TASK -> Rewrite every line of the items from the line containing "Task: tag the white" through the final line, both ends included. Offset each pin coordinate in the answers by -65 and leave all other lines and numbers unchanged.

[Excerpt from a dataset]

□ □ □ □ □

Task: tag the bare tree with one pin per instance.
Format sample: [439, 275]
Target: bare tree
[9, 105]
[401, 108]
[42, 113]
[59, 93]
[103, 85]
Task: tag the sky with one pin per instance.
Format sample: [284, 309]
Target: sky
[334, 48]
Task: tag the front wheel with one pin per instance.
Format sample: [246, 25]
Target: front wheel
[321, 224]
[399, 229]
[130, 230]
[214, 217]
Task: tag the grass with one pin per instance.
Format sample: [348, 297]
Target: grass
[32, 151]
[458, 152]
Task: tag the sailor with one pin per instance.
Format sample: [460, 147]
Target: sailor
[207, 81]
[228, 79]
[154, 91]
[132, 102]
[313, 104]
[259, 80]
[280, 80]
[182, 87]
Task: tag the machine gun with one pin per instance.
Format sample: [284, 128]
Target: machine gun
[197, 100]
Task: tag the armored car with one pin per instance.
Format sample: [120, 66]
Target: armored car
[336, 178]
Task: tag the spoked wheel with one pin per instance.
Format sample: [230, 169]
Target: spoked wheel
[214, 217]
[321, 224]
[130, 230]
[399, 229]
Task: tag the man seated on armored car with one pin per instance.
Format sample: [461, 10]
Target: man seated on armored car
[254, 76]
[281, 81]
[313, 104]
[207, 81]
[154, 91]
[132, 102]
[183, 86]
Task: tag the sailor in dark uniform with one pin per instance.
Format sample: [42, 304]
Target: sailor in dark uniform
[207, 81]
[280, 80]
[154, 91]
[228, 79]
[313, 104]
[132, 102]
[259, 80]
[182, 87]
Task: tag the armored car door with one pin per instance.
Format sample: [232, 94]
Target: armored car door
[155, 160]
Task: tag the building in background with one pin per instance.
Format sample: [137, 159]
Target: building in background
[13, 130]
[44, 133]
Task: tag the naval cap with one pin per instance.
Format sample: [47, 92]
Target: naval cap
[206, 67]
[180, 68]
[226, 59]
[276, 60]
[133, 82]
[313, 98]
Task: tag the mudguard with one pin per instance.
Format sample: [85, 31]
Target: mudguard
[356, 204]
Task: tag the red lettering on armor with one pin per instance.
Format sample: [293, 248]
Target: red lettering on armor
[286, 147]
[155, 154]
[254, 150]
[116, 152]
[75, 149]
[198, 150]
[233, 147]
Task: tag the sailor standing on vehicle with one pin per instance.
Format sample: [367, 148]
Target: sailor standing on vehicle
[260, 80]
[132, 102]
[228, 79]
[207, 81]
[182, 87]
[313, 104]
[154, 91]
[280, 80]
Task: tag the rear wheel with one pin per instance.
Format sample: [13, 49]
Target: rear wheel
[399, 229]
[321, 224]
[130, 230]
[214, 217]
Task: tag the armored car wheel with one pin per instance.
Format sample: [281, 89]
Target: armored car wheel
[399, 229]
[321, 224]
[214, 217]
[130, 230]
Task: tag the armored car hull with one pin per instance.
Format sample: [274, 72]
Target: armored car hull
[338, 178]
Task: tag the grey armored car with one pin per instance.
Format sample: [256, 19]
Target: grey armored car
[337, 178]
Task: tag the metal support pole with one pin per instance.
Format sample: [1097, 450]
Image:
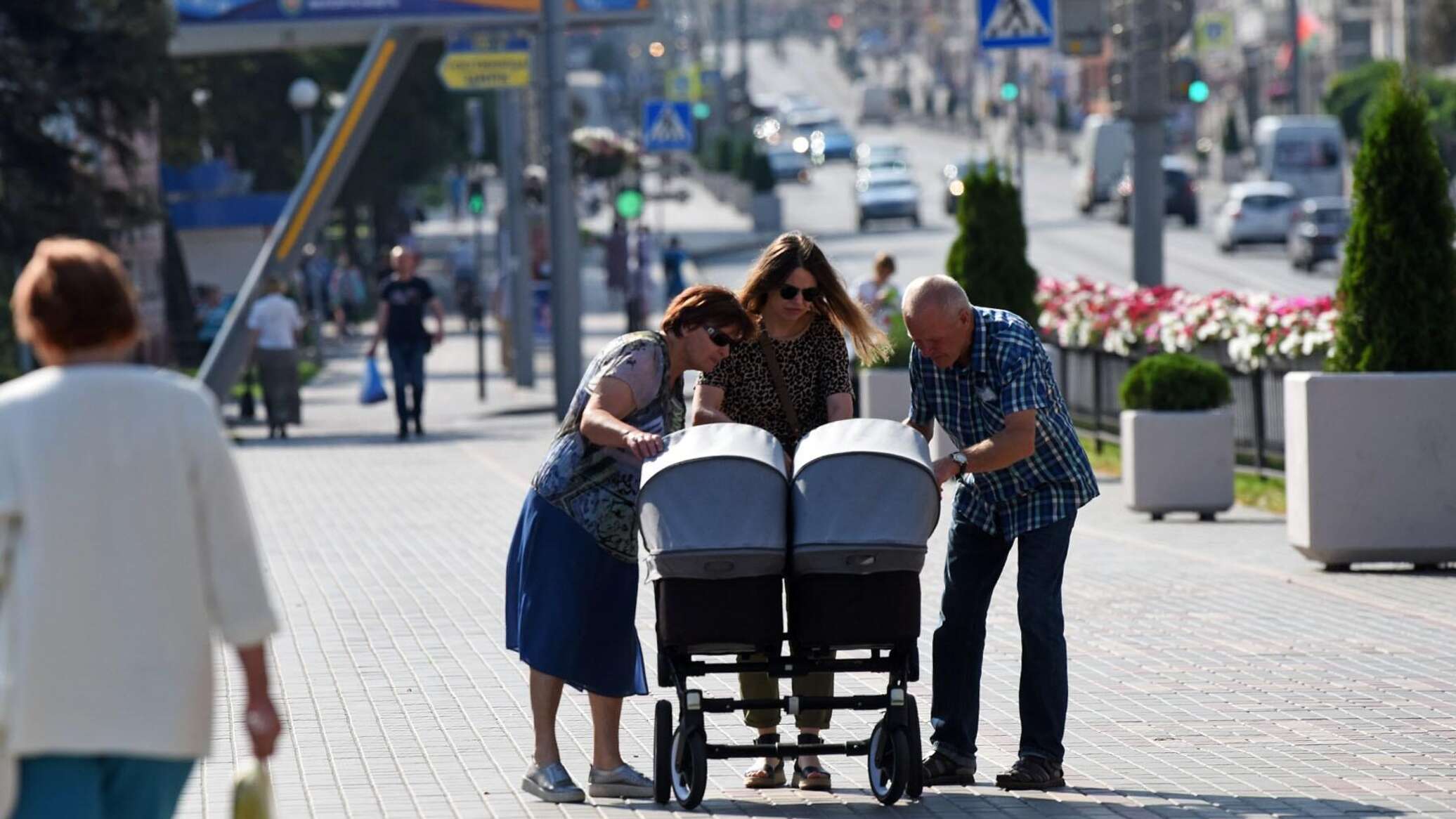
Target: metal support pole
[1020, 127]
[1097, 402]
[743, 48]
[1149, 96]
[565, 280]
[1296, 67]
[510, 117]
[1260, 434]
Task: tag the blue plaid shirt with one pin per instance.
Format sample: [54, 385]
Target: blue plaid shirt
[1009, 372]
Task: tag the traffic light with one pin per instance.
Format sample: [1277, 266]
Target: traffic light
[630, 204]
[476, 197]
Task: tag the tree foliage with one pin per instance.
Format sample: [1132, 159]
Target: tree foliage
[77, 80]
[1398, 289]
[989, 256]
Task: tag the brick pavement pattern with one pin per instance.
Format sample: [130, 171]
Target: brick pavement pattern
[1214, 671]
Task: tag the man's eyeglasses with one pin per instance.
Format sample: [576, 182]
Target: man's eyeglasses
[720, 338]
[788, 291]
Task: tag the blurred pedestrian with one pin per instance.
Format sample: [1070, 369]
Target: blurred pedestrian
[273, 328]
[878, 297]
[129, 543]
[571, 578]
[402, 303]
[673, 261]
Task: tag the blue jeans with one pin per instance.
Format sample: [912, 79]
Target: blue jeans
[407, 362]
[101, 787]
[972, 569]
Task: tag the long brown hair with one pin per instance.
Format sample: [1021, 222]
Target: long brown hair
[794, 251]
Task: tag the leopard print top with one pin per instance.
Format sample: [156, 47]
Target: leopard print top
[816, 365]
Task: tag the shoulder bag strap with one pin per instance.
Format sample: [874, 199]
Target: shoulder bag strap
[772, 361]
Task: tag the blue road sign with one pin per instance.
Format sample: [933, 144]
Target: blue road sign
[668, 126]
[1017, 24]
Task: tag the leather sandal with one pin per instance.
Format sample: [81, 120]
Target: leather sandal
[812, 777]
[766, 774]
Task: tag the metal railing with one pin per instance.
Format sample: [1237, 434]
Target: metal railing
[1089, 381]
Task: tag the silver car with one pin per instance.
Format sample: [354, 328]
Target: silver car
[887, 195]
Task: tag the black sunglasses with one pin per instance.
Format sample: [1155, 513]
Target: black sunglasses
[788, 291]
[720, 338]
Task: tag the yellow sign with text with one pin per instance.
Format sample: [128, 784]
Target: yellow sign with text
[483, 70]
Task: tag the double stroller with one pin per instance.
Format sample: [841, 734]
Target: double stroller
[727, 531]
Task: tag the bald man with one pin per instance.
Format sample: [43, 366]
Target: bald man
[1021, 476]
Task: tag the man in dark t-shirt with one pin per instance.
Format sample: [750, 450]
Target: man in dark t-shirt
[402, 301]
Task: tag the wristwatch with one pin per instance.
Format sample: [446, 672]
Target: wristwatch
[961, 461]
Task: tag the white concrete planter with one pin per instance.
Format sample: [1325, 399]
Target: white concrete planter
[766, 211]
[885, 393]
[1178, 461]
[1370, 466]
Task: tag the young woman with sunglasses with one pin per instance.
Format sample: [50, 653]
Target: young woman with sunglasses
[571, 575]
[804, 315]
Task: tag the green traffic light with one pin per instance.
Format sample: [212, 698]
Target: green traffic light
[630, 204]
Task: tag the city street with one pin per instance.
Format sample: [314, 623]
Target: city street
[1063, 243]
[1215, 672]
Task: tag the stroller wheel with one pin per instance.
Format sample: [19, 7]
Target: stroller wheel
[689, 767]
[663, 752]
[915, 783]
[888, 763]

□ □ □ □ □

WRITTEN RESPONSE ->
Task: tag the white concrete planter with one pin per instance.
Format sample: [1325, 399]
Target: white concrete planter
[701, 146]
[820, 328]
[1113, 396]
[1305, 401]
Task: tag the young woman with sunglasses with one pin per instance.
Format sample: [50, 653]
Target: young woman with sunglasses
[506, 510]
[739, 250]
Task: tag the green traffic light with one pin per instance.
Format sample: [212, 698]
Target: green traffic light
[565, 139]
Task: tag the city street with one pin per instance.
Format sample: [314, 623]
Target: city street
[998, 178]
[1150, 607]
Task: tag the stroller wheel with one pin per instance.
Format sample: [19, 7]
Target: stroller wheel
[624, 702]
[598, 687]
[850, 718]
[823, 698]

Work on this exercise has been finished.